* _Problem requirements_: Output, with no changes, the stretch of material from its start through the line containing "x=519, y=334", both ends included.

* _Dataset content_:
___

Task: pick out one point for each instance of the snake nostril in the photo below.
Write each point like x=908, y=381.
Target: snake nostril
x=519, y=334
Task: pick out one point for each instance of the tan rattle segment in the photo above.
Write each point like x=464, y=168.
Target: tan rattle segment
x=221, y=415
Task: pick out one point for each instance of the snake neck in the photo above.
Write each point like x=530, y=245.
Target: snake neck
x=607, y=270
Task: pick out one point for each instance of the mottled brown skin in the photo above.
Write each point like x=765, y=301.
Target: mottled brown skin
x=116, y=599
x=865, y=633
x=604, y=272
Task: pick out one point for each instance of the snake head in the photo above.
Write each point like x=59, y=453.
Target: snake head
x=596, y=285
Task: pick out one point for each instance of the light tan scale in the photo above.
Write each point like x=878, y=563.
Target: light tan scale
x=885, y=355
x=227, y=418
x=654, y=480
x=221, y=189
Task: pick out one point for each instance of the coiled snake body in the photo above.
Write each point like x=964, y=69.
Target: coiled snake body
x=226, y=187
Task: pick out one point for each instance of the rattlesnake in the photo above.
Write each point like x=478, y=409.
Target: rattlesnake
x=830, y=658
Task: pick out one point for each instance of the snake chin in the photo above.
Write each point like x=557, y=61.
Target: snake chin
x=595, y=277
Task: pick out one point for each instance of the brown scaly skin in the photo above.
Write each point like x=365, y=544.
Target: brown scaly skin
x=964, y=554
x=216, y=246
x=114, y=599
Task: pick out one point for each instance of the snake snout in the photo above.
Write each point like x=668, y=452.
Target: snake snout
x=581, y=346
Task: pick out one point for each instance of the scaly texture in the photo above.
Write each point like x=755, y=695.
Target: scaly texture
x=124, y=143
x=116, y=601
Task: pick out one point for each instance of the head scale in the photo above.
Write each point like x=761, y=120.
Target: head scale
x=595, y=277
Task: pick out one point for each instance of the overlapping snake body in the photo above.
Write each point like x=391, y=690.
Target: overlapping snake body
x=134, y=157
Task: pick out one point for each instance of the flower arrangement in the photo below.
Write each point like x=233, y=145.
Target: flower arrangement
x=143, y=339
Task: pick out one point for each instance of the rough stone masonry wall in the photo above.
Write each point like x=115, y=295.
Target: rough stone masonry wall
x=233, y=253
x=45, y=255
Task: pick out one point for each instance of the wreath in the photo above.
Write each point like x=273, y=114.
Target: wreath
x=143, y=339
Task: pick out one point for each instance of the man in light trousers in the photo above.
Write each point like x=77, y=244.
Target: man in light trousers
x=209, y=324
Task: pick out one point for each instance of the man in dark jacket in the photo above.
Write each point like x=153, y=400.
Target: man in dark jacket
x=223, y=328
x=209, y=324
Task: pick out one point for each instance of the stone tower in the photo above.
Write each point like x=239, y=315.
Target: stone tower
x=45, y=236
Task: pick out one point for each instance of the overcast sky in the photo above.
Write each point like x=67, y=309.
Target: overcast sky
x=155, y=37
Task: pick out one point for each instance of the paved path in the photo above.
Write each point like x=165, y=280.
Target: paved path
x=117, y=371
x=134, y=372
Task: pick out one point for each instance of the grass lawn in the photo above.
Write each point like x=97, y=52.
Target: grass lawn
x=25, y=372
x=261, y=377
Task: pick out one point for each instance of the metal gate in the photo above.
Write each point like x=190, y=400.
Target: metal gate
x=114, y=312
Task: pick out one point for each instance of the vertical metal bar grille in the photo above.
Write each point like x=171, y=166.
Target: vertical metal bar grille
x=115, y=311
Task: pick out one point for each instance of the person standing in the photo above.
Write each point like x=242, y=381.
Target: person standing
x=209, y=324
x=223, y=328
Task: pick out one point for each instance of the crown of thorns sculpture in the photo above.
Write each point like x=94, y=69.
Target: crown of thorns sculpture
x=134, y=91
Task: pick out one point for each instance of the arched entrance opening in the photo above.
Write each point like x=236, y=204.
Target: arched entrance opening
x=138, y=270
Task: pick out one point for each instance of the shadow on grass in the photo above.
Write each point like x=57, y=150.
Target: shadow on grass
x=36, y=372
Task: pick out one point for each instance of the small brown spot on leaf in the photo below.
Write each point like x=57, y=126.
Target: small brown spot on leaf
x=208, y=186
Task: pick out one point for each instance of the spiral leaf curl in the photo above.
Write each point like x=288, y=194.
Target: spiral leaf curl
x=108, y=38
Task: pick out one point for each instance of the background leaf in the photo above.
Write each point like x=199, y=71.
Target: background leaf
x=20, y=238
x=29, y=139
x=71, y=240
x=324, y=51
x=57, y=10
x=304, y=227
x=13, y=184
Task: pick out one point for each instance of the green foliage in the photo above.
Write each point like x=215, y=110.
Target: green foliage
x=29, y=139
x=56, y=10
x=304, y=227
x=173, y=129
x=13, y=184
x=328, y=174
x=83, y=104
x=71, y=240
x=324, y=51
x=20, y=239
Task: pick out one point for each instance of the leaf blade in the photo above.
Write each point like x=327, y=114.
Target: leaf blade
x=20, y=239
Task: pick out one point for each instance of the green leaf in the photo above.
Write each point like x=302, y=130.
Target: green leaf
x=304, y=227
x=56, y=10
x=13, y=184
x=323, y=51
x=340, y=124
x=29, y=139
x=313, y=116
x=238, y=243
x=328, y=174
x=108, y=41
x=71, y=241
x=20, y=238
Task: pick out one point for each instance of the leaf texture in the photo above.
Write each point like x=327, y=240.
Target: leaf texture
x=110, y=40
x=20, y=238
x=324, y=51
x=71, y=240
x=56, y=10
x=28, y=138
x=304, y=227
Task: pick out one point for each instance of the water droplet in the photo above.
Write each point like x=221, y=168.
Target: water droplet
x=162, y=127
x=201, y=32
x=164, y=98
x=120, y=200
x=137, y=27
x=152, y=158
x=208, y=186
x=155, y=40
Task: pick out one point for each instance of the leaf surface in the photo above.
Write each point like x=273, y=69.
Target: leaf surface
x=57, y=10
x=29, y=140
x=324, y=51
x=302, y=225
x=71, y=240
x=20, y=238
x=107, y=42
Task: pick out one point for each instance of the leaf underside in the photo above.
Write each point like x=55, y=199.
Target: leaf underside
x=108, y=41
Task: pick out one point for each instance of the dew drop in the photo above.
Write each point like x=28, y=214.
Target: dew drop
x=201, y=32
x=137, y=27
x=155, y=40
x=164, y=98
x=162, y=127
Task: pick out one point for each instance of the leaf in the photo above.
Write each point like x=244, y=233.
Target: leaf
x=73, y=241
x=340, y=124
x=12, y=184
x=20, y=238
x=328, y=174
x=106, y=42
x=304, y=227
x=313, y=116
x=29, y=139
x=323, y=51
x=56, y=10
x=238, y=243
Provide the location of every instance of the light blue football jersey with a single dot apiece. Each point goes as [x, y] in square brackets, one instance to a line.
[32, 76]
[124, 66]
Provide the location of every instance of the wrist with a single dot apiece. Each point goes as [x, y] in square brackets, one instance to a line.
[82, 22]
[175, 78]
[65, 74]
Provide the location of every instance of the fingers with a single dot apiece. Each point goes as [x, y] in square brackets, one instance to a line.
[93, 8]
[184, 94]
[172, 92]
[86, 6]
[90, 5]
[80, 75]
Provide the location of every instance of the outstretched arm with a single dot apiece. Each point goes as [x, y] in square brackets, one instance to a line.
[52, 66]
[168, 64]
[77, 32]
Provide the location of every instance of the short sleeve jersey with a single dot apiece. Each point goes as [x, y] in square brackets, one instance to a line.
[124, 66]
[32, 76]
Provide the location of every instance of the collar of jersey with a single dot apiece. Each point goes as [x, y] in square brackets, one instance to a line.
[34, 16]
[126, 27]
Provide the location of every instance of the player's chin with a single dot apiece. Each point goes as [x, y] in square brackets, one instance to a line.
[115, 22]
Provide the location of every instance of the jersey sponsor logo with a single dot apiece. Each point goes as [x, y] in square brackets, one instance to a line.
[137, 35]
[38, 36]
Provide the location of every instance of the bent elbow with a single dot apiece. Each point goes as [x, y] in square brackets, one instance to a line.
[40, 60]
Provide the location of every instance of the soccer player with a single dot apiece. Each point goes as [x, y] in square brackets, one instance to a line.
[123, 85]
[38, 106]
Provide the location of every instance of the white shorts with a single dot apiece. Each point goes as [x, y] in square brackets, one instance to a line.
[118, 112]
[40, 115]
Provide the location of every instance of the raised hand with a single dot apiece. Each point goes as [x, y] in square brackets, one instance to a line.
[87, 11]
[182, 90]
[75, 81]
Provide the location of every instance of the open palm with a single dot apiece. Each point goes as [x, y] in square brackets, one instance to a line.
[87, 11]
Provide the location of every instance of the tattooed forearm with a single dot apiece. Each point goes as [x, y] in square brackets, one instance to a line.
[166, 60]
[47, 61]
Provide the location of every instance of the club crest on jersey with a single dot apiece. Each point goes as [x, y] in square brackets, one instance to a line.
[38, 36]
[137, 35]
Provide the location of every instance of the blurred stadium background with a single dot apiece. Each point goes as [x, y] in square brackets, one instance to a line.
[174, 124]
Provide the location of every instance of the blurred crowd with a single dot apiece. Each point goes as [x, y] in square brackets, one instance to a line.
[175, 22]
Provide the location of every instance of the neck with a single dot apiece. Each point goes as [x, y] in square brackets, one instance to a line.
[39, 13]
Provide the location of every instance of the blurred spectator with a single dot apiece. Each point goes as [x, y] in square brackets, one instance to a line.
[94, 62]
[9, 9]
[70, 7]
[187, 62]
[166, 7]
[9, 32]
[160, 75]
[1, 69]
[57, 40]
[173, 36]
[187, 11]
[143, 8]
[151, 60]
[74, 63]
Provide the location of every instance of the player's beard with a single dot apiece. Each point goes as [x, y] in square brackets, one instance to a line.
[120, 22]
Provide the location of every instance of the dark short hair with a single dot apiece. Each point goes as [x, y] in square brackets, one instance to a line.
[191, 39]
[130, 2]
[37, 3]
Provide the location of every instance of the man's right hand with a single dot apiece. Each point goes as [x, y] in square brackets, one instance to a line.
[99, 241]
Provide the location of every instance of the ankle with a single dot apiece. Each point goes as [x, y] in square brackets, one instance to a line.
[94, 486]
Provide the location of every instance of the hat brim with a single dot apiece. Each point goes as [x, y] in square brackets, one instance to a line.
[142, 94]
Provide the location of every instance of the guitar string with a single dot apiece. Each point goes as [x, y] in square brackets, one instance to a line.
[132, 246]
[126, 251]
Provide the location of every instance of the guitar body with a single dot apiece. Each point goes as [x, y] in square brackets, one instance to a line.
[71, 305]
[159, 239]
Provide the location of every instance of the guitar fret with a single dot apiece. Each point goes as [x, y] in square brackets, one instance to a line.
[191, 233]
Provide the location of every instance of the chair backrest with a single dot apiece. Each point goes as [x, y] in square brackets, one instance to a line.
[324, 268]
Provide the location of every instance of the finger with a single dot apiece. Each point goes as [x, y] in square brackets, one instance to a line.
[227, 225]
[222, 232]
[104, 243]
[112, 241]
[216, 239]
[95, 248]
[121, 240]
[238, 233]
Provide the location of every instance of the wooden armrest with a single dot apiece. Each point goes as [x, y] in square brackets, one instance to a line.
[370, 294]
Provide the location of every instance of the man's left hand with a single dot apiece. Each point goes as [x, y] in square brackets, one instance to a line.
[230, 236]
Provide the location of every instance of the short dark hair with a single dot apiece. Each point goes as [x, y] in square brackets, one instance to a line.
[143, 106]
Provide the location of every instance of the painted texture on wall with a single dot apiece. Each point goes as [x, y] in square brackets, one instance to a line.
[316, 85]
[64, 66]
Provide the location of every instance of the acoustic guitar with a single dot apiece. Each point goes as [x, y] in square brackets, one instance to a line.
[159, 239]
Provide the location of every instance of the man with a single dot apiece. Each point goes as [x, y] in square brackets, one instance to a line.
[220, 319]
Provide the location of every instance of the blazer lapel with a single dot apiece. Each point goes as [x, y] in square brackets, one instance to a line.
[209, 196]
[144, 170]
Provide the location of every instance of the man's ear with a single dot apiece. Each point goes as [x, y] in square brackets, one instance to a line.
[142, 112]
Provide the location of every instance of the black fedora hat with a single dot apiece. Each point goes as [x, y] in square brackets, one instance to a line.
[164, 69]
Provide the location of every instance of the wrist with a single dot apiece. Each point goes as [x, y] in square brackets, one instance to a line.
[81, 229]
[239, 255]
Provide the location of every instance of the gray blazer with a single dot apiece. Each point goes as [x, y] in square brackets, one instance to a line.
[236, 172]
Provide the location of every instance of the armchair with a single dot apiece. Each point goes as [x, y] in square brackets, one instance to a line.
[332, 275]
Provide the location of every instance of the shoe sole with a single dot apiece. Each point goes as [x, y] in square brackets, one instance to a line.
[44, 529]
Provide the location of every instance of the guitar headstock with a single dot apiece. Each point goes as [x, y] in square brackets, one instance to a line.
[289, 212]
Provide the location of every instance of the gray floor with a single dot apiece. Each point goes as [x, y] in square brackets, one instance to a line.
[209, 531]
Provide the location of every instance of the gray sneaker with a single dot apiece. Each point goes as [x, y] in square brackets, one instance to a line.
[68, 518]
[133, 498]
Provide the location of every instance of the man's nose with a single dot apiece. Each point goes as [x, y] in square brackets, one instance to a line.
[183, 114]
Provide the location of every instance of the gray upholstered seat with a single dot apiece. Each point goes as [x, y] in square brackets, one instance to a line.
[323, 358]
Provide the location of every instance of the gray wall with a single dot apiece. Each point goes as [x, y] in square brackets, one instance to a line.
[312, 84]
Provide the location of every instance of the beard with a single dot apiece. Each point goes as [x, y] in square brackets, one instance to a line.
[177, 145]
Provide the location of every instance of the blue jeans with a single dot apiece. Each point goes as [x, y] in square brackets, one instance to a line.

___

* _Solution to this task_:
Task: pick out one point for each instance of the snake nostril in the photo below.
Write each point like x=908, y=381.
Target: snake nostril
x=519, y=334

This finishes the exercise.